• [Texto de estudo]
• • •

É importante ressaltar que os fatores de risco não devem ser considerados isoladamente, uma vez que existem inter-relações entre eles, aumentando as chances de aparecimento de problemas na fase de creche, quando normalmente se identifica a ocorrência de um conjunto deles.
Com o objetivo de identificar o conjunto de fatores de risco que melhor expliquem os problemas dos leitões na fase de creche, foi realizado um estudo observacional (entre 1995 a 1997) em rebanhos suínos localizados na região Sul do Brasil [9]. Este trabalho envolveu 65 granjas representativas da suinocultura tecnificada das principais integrações existentes na região. Das variáveis explicativas analisadas, foram identificadas 10 que melhor discriminaram os rebanhos quanto a ocorrência dos problemas nos leitões (definidos nas variáveis objetivas), as quais estão descritas nas Tabelas 1 e 2. Essas variáveis formam o conjunto de fatores de risco que, quando presente nos rebanhos, aumenta as chances de ocorrência de problemas na fase de creche, conforme mencionado. Três desses fatores de risco - peso ao desmame, percentual de leitões com onfalite e ocorrência de artrite - são consequências de problemas existentes na fase de maternidade, com reflexos negativos para o período pós-desmame. Portanto, nestes casos, as medidas corretivas deverão ser direcionadas para a fase de maternidade, para que os leitões sejam desmamados sem problemas e com bom peso. Outra variável que deve ser interpretada com cautela é a idade ao desmame, pois a análise indicou que com o desmame realizado com menos de 25 dias de idade são maiores as chances de ocorrer problemas no pós desmame. Variáveis importantes para a fase de creche dos leitões como a lotação, o vazio sanitário e a temperatura ambiental, embora não tenham aparecido como fatores de risco neste estudo, não devem ser negligenciadas. Isto provavelmente ocorreu devido às grandes variabilidades dos tipos de instalações e manejos existentes nas granjas estudadas.

• • •

• [Requisitos do exercício] Reproduza, sem alterações, o trecho do texto de estudo que se inicia com as palavras "É importante ressaltar" e termina com "um conjunto deles.". As entradas a seguir não têm relação com o texto de estudo.

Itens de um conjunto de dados
• • •

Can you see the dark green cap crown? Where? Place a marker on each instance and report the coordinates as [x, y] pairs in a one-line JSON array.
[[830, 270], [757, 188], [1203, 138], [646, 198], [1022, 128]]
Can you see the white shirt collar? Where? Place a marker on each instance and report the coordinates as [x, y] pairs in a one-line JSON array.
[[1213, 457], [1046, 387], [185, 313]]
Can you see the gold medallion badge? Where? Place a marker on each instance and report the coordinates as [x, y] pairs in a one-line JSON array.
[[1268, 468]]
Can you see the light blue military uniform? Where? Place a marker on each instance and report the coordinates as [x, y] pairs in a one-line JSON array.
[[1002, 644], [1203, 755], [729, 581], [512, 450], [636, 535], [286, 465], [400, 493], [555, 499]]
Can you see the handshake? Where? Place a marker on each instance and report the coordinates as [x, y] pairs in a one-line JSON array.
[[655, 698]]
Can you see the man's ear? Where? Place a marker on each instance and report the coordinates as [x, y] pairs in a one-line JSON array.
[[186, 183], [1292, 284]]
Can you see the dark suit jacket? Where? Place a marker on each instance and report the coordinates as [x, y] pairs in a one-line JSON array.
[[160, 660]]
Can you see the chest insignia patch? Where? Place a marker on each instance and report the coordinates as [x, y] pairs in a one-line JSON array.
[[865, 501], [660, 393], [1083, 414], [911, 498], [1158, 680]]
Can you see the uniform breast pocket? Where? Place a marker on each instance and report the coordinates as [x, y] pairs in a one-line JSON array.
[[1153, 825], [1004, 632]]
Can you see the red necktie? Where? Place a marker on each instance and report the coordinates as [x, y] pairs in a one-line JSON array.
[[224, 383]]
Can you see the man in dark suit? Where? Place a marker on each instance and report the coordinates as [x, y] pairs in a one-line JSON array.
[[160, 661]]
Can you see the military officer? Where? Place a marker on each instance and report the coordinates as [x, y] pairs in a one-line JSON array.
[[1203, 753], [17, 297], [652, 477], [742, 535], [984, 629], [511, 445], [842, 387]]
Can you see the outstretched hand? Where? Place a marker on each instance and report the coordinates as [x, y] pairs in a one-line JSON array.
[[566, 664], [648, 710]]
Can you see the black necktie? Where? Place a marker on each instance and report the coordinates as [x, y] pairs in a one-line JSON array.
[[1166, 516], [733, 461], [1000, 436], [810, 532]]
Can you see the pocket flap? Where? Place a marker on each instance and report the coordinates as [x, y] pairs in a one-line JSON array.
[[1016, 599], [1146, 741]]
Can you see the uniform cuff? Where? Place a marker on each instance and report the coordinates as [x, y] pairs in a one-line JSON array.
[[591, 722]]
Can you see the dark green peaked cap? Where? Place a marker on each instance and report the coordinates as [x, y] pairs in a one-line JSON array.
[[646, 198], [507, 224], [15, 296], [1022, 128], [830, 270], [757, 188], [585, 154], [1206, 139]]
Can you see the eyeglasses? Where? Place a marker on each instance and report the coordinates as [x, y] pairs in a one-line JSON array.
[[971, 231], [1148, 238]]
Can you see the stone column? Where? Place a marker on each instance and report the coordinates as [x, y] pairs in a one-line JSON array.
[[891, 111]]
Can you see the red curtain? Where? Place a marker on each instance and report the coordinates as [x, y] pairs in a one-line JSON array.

• • •

• [Resposta da tarefa]
É importante ressaltar que os fatores de risco não devem ser considerados isoladamente, uma vez que existem inter-relações entre eles, aumentando as chances de aparecimento de problemas na fase de creche, quando normalmente se identifica a ocorrência de um conjunto deles.